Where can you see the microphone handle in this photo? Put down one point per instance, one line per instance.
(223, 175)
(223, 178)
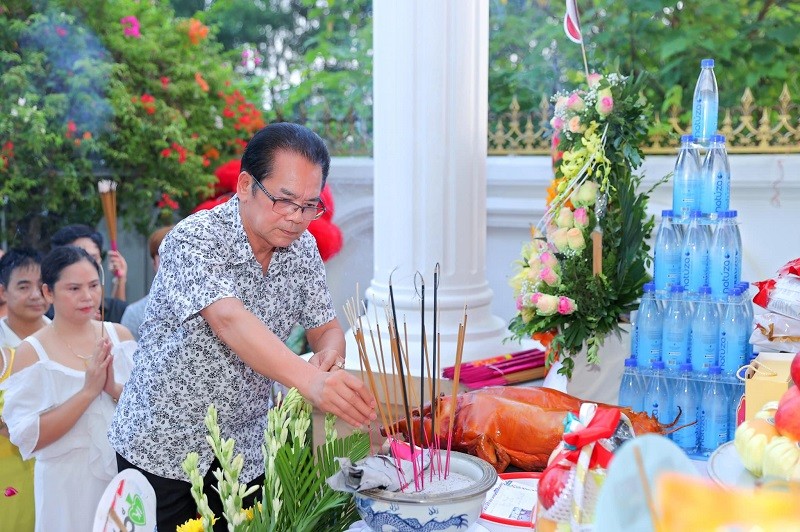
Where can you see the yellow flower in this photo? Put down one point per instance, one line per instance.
(192, 525)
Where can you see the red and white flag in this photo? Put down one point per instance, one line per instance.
(572, 25)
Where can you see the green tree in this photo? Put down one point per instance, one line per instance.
(123, 90)
(311, 60)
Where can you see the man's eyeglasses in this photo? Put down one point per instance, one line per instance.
(286, 207)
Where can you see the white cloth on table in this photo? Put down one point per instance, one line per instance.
(71, 473)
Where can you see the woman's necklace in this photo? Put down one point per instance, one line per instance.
(69, 346)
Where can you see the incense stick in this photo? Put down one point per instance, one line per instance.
(401, 374)
(456, 377)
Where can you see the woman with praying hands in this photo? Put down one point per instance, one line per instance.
(62, 392)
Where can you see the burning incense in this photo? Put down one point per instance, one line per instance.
(422, 437)
(108, 199)
(459, 352)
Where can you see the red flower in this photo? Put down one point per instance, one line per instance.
(198, 78)
(71, 129)
(130, 26)
(197, 31)
(167, 202)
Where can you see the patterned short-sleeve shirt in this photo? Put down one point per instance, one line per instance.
(181, 366)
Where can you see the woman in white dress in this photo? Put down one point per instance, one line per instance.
(61, 395)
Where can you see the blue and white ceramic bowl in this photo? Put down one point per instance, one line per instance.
(450, 511)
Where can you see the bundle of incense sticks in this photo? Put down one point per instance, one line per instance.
(511, 368)
(108, 198)
(394, 377)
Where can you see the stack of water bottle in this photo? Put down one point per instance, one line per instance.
(691, 333)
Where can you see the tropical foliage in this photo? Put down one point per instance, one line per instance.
(295, 495)
(120, 90)
(560, 296)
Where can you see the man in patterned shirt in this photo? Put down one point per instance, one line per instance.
(232, 283)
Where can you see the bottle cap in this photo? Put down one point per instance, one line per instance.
(734, 291)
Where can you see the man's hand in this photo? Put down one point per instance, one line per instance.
(327, 360)
(344, 396)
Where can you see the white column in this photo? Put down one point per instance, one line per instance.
(430, 89)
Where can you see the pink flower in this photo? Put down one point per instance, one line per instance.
(547, 305)
(566, 305)
(575, 239)
(534, 267)
(564, 218)
(574, 125)
(575, 102)
(549, 276)
(559, 239)
(548, 259)
(605, 102)
(130, 26)
(581, 218)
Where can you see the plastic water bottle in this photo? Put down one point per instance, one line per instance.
(734, 224)
(704, 332)
(650, 319)
(675, 339)
(715, 190)
(705, 104)
(667, 253)
(686, 398)
(734, 334)
(714, 416)
(694, 254)
(657, 397)
(722, 257)
(686, 179)
(630, 389)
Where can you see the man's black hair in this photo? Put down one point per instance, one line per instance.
(17, 258)
(259, 155)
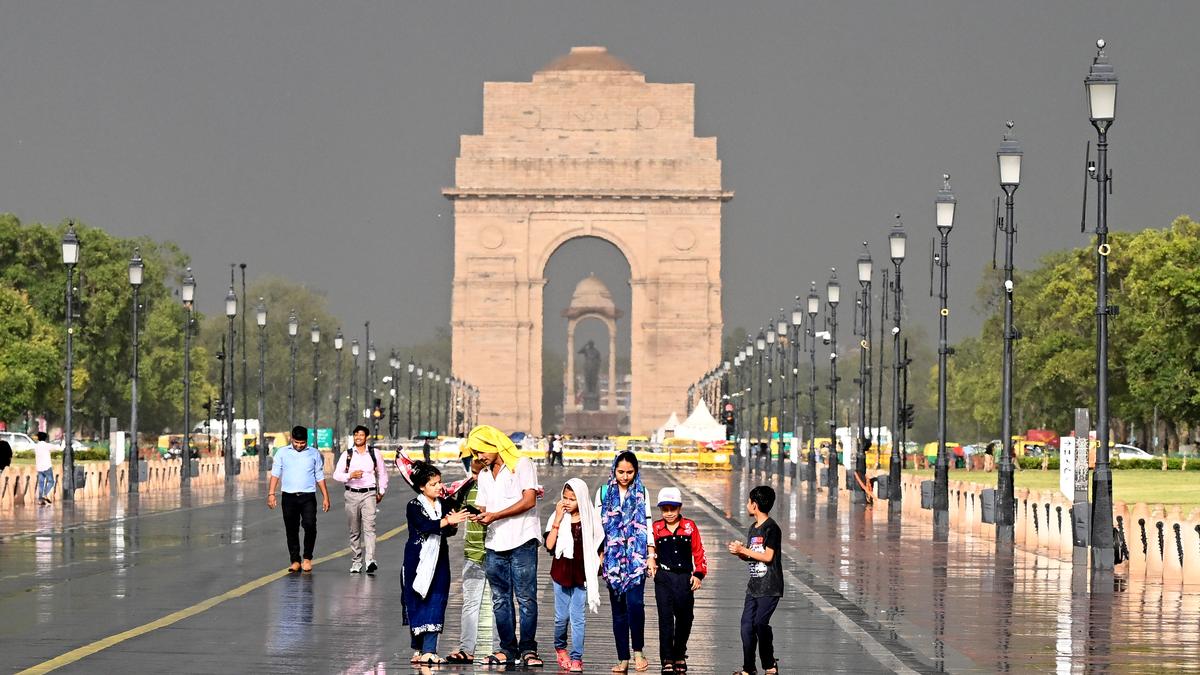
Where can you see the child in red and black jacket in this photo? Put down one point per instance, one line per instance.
(678, 571)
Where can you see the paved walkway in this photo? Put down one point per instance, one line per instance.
(196, 585)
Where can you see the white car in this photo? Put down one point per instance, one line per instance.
(1129, 452)
(17, 441)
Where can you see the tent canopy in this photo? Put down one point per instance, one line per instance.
(701, 425)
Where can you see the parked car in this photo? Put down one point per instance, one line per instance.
(17, 441)
(1131, 452)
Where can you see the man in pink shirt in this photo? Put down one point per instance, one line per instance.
(365, 476)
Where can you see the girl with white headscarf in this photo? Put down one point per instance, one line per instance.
(574, 537)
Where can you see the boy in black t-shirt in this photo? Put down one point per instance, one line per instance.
(766, 585)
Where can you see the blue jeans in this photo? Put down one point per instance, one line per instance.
(515, 572)
(570, 607)
(629, 617)
(45, 482)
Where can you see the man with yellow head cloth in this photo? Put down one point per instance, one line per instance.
(508, 503)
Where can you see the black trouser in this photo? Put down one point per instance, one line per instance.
(676, 603)
(756, 628)
(300, 508)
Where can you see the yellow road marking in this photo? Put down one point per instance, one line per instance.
(177, 616)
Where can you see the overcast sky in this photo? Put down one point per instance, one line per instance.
(311, 139)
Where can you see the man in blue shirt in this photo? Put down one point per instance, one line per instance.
(301, 471)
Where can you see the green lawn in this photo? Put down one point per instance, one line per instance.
(1131, 485)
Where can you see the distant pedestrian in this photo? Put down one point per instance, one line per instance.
(508, 500)
(475, 597)
(366, 482)
(682, 567)
(301, 473)
(427, 562)
(575, 550)
(45, 466)
(766, 585)
(628, 556)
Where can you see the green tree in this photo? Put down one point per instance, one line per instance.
(29, 356)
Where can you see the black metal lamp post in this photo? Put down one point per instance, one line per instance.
(945, 207)
(293, 333)
(232, 461)
(1008, 160)
(355, 411)
(315, 335)
(813, 306)
(264, 453)
(339, 341)
(136, 270)
(70, 258)
(411, 370)
(865, 268)
(897, 242)
(1102, 99)
(833, 296)
(187, 294)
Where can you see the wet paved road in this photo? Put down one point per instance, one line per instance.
(75, 577)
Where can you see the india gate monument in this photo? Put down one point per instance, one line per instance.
(588, 148)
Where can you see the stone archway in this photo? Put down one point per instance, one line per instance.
(586, 149)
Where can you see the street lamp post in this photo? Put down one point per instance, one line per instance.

+ + + + +

(Requirement) Only the lines from the one that contains "Where can you see the distant" through the last line should be repeated, each exactly as it stands, with both ends included.

(Reply to the task)
Where can you see the distant pedestrian in this photo? Put down one point per instance, one line per instance.
(508, 500)
(475, 597)
(366, 482)
(682, 567)
(301, 473)
(427, 562)
(575, 550)
(45, 466)
(766, 585)
(628, 556)
Where can you see the green tree in this photo? Put down one point per instance, one line per instance.
(29, 356)
Where can you see the black metal lamp post in this photo? Put down one point per instance, one line per instance.
(945, 207)
(293, 333)
(232, 461)
(1008, 160)
(355, 411)
(315, 335)
(813, 306)
(264, 453)
(339, 341)
(136, 270)
(70, 258)
(411, 370)
(865, 268)
(897, 242)
(1102, 99)
(833, 296)
(187, 294)
Where can you see the wet paved road in this photo? Put down one point per instance, one line per instance.
(75, 577)
Where can you see the india gate monument in this photo? Put down one point per instance, one line per instance.
(588, 148)
Where can you see the stone archway in this photo? Put down one point per instance, one line per instance.
(586, 149)
Where can you see the street lamp post in this photo? Put down one point per instance, one line per instance.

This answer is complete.